• Tasks and exercises
• 1. Using the Fourth Nephi passage, decide whether each statement agrees with it: (a) Fourth Nephi has only one chapter; (b) the book was first called "Fourth Nephi" in the 1879 edition; (c) no new disciples were ordained after the original ones died. Answer yes or no for each and quote the words that decide it.
• 2. In the Fourth Nephi passage, rewrite the section starting with "The book describes" and going on through "(4 Ne. 1:17).", changing "the law of Moses" to "the old law".

• Supplied passage
The Book of Nephi: Who Is the Son of Nephi—One of the Disciples of Jesus Christ, usually referred to as Fourth Nephi or 4 Nephi ( ), is one of the fifteen books that make up the Book of Mormon. This book was first called "IV Nephi" in the 1879 edition and "Fourth Nephi" in the 1920 edition of Book of Mormon.

Fourth Nephi is among the shorter books in the Book of Mormon, containing only a single chapter, but it covers almost three centuries of the history of the Nephites and the Lamanites (ca AD 35 to 321).

The book describes the period of time immediately following the visit of Jesus Christ to the Book of Mormon peoples, in which time the Nephites and the Lamanites are all converted to the Church of Christ. The Nephites stopped obeying the law of Moses and obeyed the commandments of Jesus instead. After the year AD 100, all the original disciples of Jesus had died, except for three which he allowed to live on and on until the end of human history. But new disciples were ordained to replace the ones that died.  According to the record, "surely there could not be a happier people among all the people who had been created by the hand of God" (4 Ne. 1:16). During this time the distinction between the Lamanites and Nephites disappears: "neither were there Lamanites, nor any manner of -ites; but they were in one, the children of Christ, and heirs to the kingdom of God" (4 Ne. 1:17).

• Raw data
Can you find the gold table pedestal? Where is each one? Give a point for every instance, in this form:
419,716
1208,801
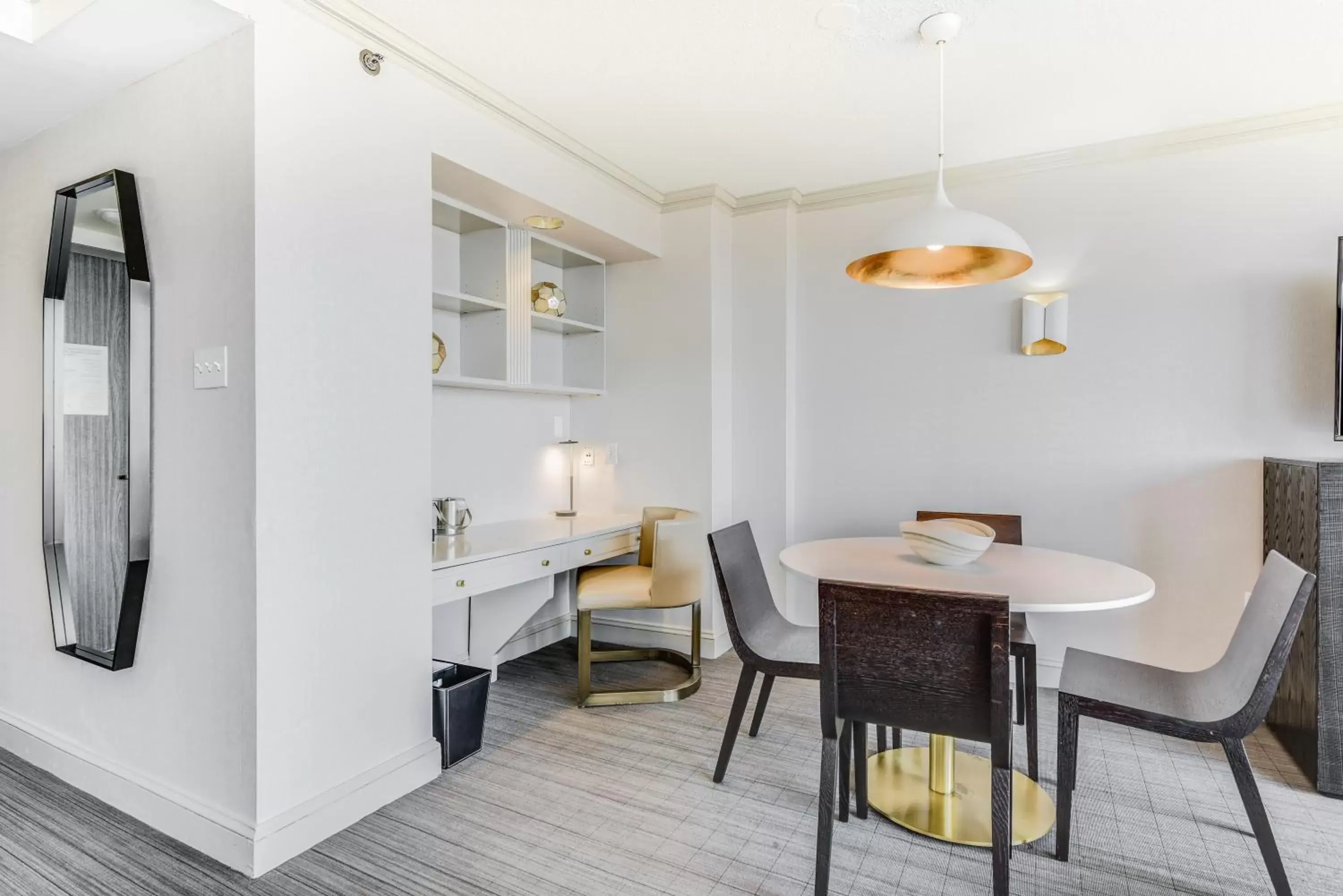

• In response
• 1.
(a) Yes: "containing only a single chapter"
(b) No: "This book was first called "IV Nephi" in the 1879 edition"
(c) No: "But new disciples were ordained to replace the ones that died."

• 2.
The book describes the period of time immediately following the visit of Jesus Christ to the Book of Mormon peoples, in which time the Nephites and the Lamanites are all converted to the Church of Christ. The Nephites stopped obeying the old law and obeyed the commandments of Jesus instead. After the year AD 100, all the original disciples of Jesus had died, except for three which he allowed to live on and on until the end of human history. But new disciples were ordained to replace the ones that died.  According to the record, "surely there could not be a happier people among all the people who had been created by the hand of God" (4 Ne. 1:16). During this time the distinction between the Lamanites and Nephites disappears: "neither were there Lamanites, nor any manner of -ites; but they were in one, the children of Christ, and heirs to the kingdom of God" (4 Ne. 1:17).